Testo estratto:
In un certo senso questo post si ricollega alla serie “Quello che non vi hanno mai insegnato al corso d’inglese”(*), perché se esiste una funzione del nostro caro corso d’inglese è quella di aiutarci non solo a comprendere un madrelingua ma anche a vivere in un paese dove vivono i madrelingua. E se il vostro insegnante d’inglese si fosse premurato di spiegarvi la differenza tra nomi propri tra le due culture (anglosassone e italiana) invece di farvi perdere giorni sugli esercizi dei libri d’inglese, scritti da inglesi, a quest’ora molti connazionali avrebbero risparmiato alcune figuracce nella loro vita. Ma buttiamoci immediatamente sull’anedottica spicciola. Un mio collega di nome Andrea quando si presentò nel suo futuro laboratorio di ricerca  destò non poca delusione. Tutti si aspettavano un’avvenente ricercatrice mediterranea. Andrea infatti è un nome maschile SOLO in italiano e albanese. In tutte le altre lingue è femminile. Stessa sorte per i poveri cristi che si chiamano Nicola. Ma passiamo al gruppo di nomi maschili italiani che finiscono con la E: Daniele, Gabriele, Michele, Simone, Emanuele. Sfortunatamente tutti questi nomi sono molto simili agli equivalenti femminili Danielle, Gabrielle, Michelle, Simone e Emanuelle e spesso in alcuni paesi anglosassoni sono scritti esattamente come in italiano. Avrete sicuramente notato che molti angloitaliani e italoamericani si fanno chiamare Dan, Danny, Mike ecc. Il motivo è semplice: hanno capito loro malgrado che avere un nome femminile a scuola non è consigliabile. Meglio usare nicknames e shortnames per non creare il risolino continuo dei proprio coetanei. Trattasi di scelta di necessità purtroppo.

Dati registrati:
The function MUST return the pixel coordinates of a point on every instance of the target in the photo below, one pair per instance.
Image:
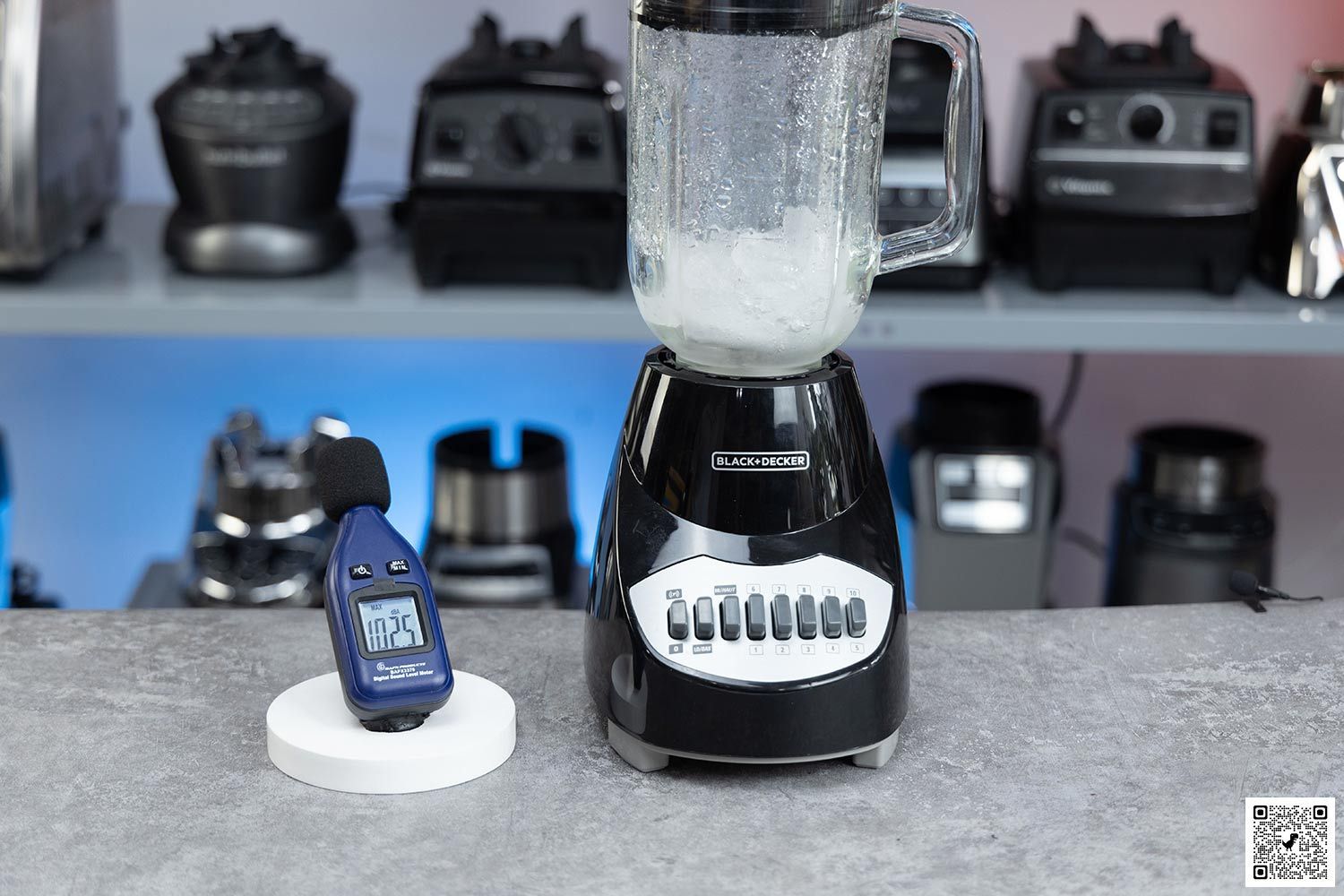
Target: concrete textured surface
(1081, 751)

Consegna:
Secondo il testo sui nomi propri, in quali lingue Andrea è un nome maschile? Questi dati provengono da un'altra fonte.

Soluzione:
Solo in italiano e in albanese.